[TASK BRIEF]
From the records below, transcribe exactly the lines that begin at the line with "Target = bridge roadway" and end at the line with "Target = concrete tower base", both included.

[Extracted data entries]
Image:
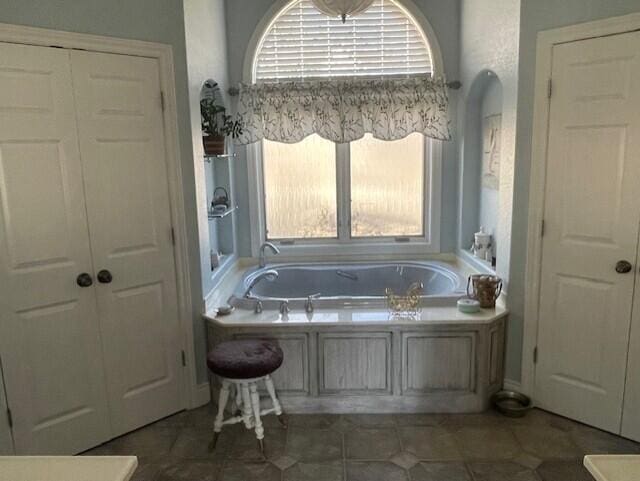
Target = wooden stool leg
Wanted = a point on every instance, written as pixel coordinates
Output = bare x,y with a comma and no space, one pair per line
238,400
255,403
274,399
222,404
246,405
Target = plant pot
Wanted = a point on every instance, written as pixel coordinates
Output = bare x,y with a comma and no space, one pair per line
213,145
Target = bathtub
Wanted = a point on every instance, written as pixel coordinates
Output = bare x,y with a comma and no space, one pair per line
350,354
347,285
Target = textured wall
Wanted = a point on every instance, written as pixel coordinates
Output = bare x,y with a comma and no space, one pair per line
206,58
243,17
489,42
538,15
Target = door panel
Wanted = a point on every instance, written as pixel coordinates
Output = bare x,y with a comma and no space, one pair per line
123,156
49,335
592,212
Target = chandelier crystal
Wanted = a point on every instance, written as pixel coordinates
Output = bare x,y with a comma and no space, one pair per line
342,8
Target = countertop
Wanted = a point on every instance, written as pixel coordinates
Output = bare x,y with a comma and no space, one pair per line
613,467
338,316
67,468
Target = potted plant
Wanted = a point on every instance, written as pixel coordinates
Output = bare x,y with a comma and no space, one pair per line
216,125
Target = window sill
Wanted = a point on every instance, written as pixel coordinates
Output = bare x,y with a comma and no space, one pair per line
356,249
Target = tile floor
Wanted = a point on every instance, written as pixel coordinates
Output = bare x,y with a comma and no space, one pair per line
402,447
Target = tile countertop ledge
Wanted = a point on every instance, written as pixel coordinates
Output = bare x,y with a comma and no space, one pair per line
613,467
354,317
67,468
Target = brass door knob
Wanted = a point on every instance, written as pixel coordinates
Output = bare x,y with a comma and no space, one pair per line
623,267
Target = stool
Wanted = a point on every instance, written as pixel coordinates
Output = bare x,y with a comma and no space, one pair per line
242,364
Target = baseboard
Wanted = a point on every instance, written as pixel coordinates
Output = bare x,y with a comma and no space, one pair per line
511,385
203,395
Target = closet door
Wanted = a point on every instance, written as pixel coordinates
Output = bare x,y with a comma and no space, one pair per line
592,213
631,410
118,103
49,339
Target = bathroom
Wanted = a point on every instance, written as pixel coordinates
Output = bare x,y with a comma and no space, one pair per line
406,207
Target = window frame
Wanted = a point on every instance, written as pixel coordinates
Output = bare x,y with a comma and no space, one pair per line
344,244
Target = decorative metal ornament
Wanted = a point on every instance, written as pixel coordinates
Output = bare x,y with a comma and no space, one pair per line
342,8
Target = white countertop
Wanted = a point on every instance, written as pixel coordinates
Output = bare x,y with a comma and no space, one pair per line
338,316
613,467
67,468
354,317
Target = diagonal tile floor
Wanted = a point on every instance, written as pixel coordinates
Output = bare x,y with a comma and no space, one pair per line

...

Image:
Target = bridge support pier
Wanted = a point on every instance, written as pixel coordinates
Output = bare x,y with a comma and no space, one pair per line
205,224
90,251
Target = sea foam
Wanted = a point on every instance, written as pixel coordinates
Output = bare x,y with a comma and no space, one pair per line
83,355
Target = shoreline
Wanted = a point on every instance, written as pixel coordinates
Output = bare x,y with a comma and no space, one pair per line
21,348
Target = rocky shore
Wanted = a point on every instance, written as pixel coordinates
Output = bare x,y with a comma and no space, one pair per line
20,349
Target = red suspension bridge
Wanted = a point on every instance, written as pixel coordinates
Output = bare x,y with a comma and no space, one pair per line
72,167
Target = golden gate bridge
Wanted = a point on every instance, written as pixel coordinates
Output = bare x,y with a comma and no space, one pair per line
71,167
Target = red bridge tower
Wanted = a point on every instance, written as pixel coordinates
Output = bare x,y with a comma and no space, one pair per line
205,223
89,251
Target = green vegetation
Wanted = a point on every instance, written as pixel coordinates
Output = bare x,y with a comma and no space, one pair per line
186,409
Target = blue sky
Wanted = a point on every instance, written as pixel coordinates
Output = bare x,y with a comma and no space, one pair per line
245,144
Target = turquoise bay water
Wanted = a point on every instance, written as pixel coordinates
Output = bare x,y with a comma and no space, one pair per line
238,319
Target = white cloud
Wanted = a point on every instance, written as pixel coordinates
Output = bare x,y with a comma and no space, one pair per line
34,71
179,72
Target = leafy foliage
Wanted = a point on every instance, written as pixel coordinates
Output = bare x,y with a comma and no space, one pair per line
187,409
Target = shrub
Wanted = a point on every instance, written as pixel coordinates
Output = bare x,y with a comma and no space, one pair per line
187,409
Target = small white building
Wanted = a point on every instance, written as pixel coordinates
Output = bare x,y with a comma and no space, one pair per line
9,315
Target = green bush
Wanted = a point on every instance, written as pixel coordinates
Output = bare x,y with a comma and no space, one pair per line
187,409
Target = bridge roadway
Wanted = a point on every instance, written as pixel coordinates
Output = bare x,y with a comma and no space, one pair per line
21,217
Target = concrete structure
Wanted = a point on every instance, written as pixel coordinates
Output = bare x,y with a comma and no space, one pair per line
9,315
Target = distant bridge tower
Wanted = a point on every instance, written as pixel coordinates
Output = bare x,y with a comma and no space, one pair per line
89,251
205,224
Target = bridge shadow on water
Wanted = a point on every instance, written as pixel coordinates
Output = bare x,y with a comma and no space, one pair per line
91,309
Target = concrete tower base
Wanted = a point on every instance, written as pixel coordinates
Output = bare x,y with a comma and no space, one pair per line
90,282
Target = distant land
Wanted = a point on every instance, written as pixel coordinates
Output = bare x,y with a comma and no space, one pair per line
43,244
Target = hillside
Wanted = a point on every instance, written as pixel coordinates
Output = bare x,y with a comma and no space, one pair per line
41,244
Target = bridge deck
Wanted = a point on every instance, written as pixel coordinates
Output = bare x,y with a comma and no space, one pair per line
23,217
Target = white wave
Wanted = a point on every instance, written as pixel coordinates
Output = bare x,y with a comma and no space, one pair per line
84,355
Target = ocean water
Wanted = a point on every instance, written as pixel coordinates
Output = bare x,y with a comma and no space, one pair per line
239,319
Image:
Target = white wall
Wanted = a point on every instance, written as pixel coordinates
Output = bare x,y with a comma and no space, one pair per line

[TASK RESULT]
Target = bridge roadway
Wanted = a point on every instance, written as pixel coordinates
Output = bare x,y with a comma and no space, one pair per line
21,217
Target = concrete structure
Wanted = a point on every instance, written as pixel coordinates
Output = bare x,y with a comma and no space, one pair per line
9,315
Target = distant bridge tower
Wanted = a point on every instance, written as pixel coordinates
Output = bare x,y with a comma and no space, one pair per line
89,251
205,224
Target = bridge shadow on water
Wanted = a point on every instance, written as pixel coordinates
Output = bare x,y with a comma and no space, one pair per line
91,309
Target = concrete tower base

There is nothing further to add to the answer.